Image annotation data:
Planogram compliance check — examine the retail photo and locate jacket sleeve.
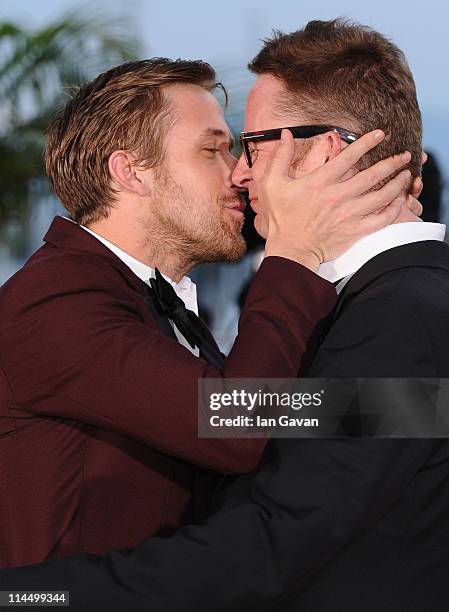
[0,300,431,612]
[0,257,336,473]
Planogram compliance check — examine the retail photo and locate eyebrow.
[201,128,235,151]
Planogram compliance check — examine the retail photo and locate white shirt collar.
[64,217,199,357]
[317,221,446,293]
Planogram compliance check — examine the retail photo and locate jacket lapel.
[321,240,449,341]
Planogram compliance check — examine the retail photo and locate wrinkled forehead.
[164,84,231,138]
[245,74,300,132]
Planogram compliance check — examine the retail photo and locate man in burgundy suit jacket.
[0,60,412,566]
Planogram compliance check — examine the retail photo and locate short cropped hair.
[44,58,220,225]
[249,19,422,185]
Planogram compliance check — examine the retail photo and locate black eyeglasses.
[240,125,358,168]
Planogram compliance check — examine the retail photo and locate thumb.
[269,130,295,179]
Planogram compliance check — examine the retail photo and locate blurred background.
[0,0,449,351]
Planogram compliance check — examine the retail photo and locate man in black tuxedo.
[0,21,449,612]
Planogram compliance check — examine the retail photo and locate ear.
[320,132,343,165]
[108,151,149,196]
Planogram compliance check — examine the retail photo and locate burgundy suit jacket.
[0,217,336,567]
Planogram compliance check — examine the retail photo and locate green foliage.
[0,8,141,246]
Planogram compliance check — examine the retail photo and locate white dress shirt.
[317,221,446,293]
[76,219,199,357]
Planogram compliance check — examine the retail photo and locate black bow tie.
[148,268,224,371]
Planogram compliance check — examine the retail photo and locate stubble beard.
[152,169,246,267]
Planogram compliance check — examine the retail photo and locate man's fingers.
[267,130,295,179]
[342,151,410,199]
[410,176,423,198]
[318,130,385,181]
[355,170,410,215]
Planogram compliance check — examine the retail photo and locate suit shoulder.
[0,244,136,299]
[353,267,449,321]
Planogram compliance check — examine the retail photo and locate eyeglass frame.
[240,125,359,168]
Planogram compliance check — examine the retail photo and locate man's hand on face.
[258,130,414,271]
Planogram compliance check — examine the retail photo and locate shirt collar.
[72,217,198,314]
[317,221,446,293]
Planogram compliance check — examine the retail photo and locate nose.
[232,153,252,189]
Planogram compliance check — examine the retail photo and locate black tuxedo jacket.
[0,241,449,612]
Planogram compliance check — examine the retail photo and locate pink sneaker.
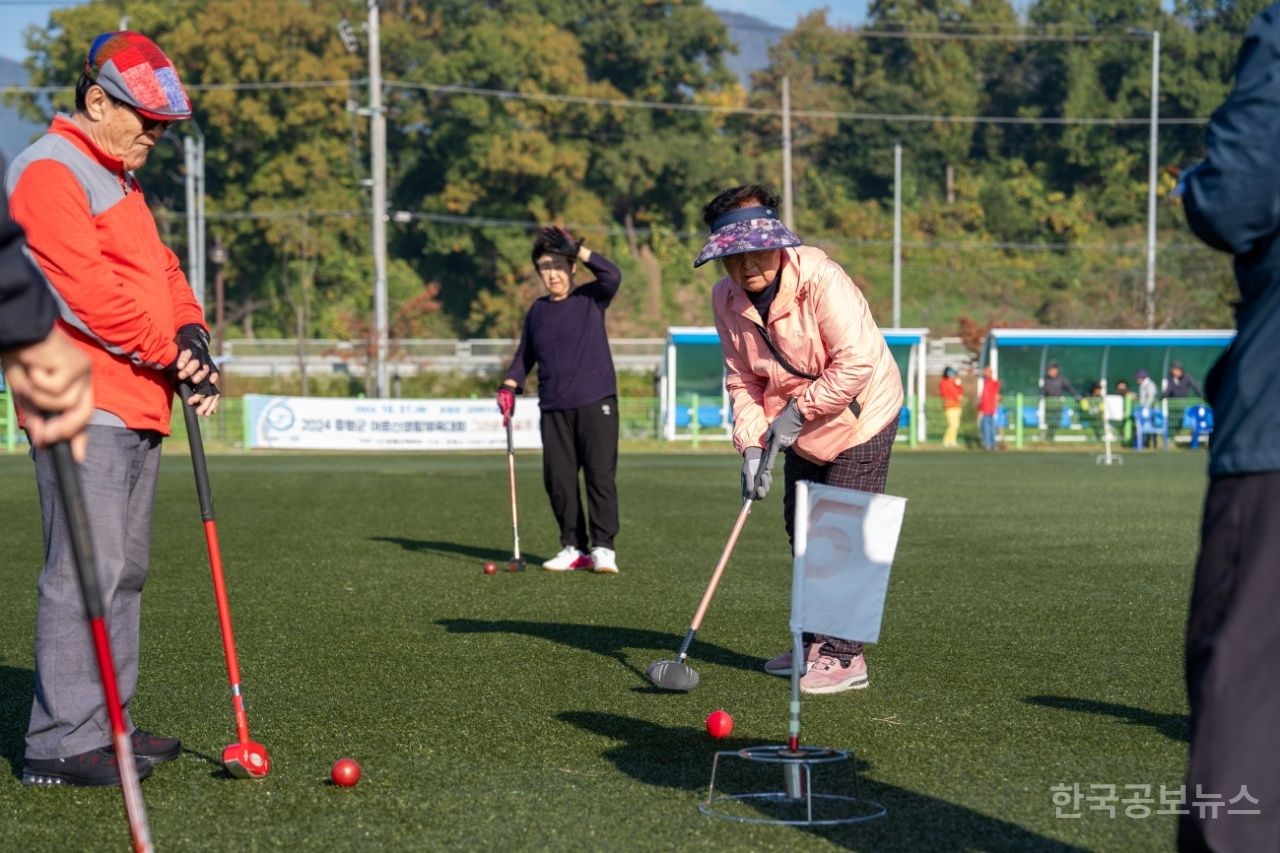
[764,638,822,678]
[800,654,869,694]
[543,546,591,571]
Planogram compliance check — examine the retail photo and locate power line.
[0,78,1208,127]
[156,209,1213,255]
[384,79,1208,126]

Task directions: Recast all of the rows above as a JSON list of strings, with one string per line and blank lines skipped. Leave the pictures out.

Solution below:
[
  "Planogram compliance check — examine the retail photo and locate jacket sleeve.",
  "[0,300,431,612]",
  "[0,257,336,473]",
  "Planogram compliance check — examine the retail photo and locate eyebrow.",
  "[201,128,235,151]",
  "Planogram compliance check — examine the retail photo and locate white shirt collar.",
  "[64,217,199,357]",
  "[317,221,446,293]",
  "Planogram compliance check — examine the retail photo and locate jacket lapel.",
  "[321,240,449,341]",
  "Planogram compliance check — examine the retail photo and locate wrinkled forehead.",
  "[164,84,231,138]",
  "[245,74,300,132]",
  "Planogram compliance check — examine the retail photo and locate man in burgundy suit jacket.",
  "[0,60,412,566]",
  "Planogram compliance check — examine the retail photo and locate short cropped hair.",
  "[44,58,220,225]",
  "[249,19,422,185]",
  "Planogram compliance check — examine the retail photo and locate black eyeglasses.",
  "[240,125,358,168]",
  "Planogram compliance check — examine the retail photo and locate thumb.",
  "[269,130,295,179]",
  "Planogram compliance check — examine the retail photo and locate blurred background.",
  "[0,0,449,351]",
  "Planogram compliance check — examine the retail photo and locate man in black tuxedo.",
  "[0,21,449,612]",
  "Planogram compliance check — examine the retail photo and locate ear.",
  "[320,132,343,165]",
  "[108,151,149,196]",
  "Planogram compliance check — examine the retail photo and locate burgundy suit jacket.",
  "[0,217,336,567]",
  "Planogram compliance check — examine the retail photo and locate green foliage.",
  "[0,8,141,246]",
  "Planogram compliance check — examine the retail photo and locate white dress shirt.",
  "[317,221,446,293]",
  "[76,219,199,357]",
  "Planogram compliance check — examine the retail photo and locate black bow tie.",
  "[148,268,224,371]",
  "Planogram compliance check — examine the retail photo and locate stubble beard.",
  "[152,169,246,267]",
  "Planogram compliance check — examine the retail photo and locate man's fingers.",
  "[267,130,295,179]",
  "[342,151,410,199]",
  "[410,176,423,198]",
  "[318,130,385,181]",
  "[355,170,410,215]",
  "Planogram compliance check — examine the retail photo and locate suit shoulder.",
  "[0,244,136,299]",
  "[353,267,449,321]",
  "Planogram compliance check — examine the retail photo and locate eyeglass frame.",
  "[240,125,359,168]",
  "Planogram compliance check — examine the retail photo and locate man's hand on face.",
  "[258,130,414,271]",
  "Planogram compliance check — examine the retail photo and locate shirt collar.",
  "[72,217,198,314]",
  "[317,221,446,293]",
  "Planogram compliance check — examine the retail photo and locate nose.",
  "[232,153,252,189]",
  "Planogram compliance check — examine the retail photo and locate black tuxedo jacket.",
  "[0,241,449,612]",
  "Planogram compliance check — examine the retail photo and locate pink sneaker.",
  "[764,638,822,678]",
  "[800,654,869,694]",
  "[543,546,591,571]",
  "Planogram compliance check — examine the retail photo and locate power line.",
  "[0,78,1208,127]",
  "[156,209,1213,255]",
  "[384,79,1208,126]"
]